Work instructions
a: Do these statements agree with the text about Dean O'Shaughnessy? (i) The narrator at first took the man for a clergyman of the Established Church. (ii) The remark the priests found hardest to bear was the story of Father Darcy and the Pope. (iii) The narrator began the story of Jack Hinton in Dublin. For each, answer yes or no and quote the deciding words of the text.
b: In the text about Dean O'Shaughnessy, which journal's editorship was the narrator offered?
c: Retype the text about Dean O'Shaughnessy from "To do this I" up to and including "to these volumes.".

Text
* * * *
While we chatted freely over the weather and the crops, some chance expression escaped me to show that I had regarded him as a clergyman of the Established Church. He at once, but with peculiar delicacy, hastened to correct my mistake, and introduced himself as the Roman Catholic Dean O'Shaughnessy. " I am aware whom I am speaking to," added he, pronouncing my name. Before I could express more than my surprise at being recognised where I had not one acquaintance, he explained that he had read of my being in the neighborhood in some local paper, which described our mode of travelling and led him at once to guess our identity.
After a few very flattering remarks on the pleasure something of mine had afforded him, he said, "You are very hard upon us, Mr. Lever. You never let us off easily, but I assure you for all that we bear you no ill will. There is a strong national tie between us, and we can stand a great deal of quizzing for the sake of that bond."
I knew that he was alluding to his order, and when I said Something-I cannot remember what-about the freedoms that fiction led to, he stopped, saying, "Well! well! The priests are not very angry with you after all ; if it wasn't for one thing."
"Oh, I know," cried I, " that stupid story of Father Darcy and the Pope."
"No, no, not that ; we laughed at that as much as any Protestant of you all. What we couldn't bear so well was an ugly remark you made in Harry Lorrequer,' where-when there was a row at a wake and the money was scattered over the floor-you say that the priest gathered more than his shut', because--and here was the bitterness-old habit had accustomed him to scrape up his corn in low places! Now Mr. Lever, that was not fair, it was not generous, surely."
The good temper and the gentlemanlike quietness of the charge made me very uncomfortable at the time, and now, after many years, I recall the incident to show the impression it made on me,-the only atonement I can make for the flippancy.
I had begun this story of Jack Hinton at Brussels, but on a proposition made to me by the publisher and proprietor of the Dublin Magazine to take the editorship of that journal, I determined to return to Ireland.
To do this I was not alone to change my abode and country, but to alter the whole destiny of my life. I was at the time a practising physician attached to the British Legation, with the best practice of any Englishman in the place, a most pleasant society, and, what I valued not less than them all, the intimacy of the most agreeable and companionable man I ever knew in my life, whose friendship I 'have never ceased to treasure with pride and affection. I dedicated to him my first book, and it is with deep gratitude and pleasure I recall him ,while I give the last touches to these volumes.
* * * *
Source data
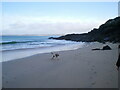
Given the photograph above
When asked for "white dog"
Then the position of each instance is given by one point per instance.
(54, 55)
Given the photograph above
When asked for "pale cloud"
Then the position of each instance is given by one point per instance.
(19, 25)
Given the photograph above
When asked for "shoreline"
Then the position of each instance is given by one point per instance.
(9, 55)
(80, 68)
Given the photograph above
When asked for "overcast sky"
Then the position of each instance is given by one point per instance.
(43, 18)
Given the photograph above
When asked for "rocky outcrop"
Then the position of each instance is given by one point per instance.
(107, 32)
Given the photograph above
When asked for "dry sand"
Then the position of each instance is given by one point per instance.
(81, 68)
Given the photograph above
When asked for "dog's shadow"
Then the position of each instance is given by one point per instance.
(55, 56)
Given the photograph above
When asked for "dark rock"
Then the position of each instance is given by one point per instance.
(106, 48)
(119, 46)
(118, 62)
(96, 49)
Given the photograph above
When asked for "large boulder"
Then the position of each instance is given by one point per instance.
(106, 48)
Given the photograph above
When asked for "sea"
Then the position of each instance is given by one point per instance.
(15, 47)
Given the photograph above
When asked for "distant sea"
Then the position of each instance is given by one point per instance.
(14, 47)
(24, 42)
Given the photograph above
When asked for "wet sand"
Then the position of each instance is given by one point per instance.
(81, 68)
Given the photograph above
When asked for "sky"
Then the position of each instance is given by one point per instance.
(45, 18)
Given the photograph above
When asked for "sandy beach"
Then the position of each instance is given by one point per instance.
(81, 68)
* * * *
Complete answers
a:
(i) Yes: "I had regarded him as a clergyman of the Established Church."
(ii) No: "No, no, not that ; we laughed at that as much as any Protestant of you all."
(iii) No: "I had begun this story of Jack Hinton at Brussels"

b: The Dublin Magazine.

c:
To do this I was not alone to change my abode and country, but to alter the whole destiny of my life. I was at the time a practising physician attached to the British Legation, with the best practice of any Englishman in the place, a most pleasant society, and, what I valued not less than them all, the intimacy of the most agreeable and companionable man I ever knew in my life, whose friendship I 'have never ceased to treasure with pride and affection. I dedicated to him my first book, and it is with deep gratitude and pleasure I recall him ,while I give the last touches to these volumes.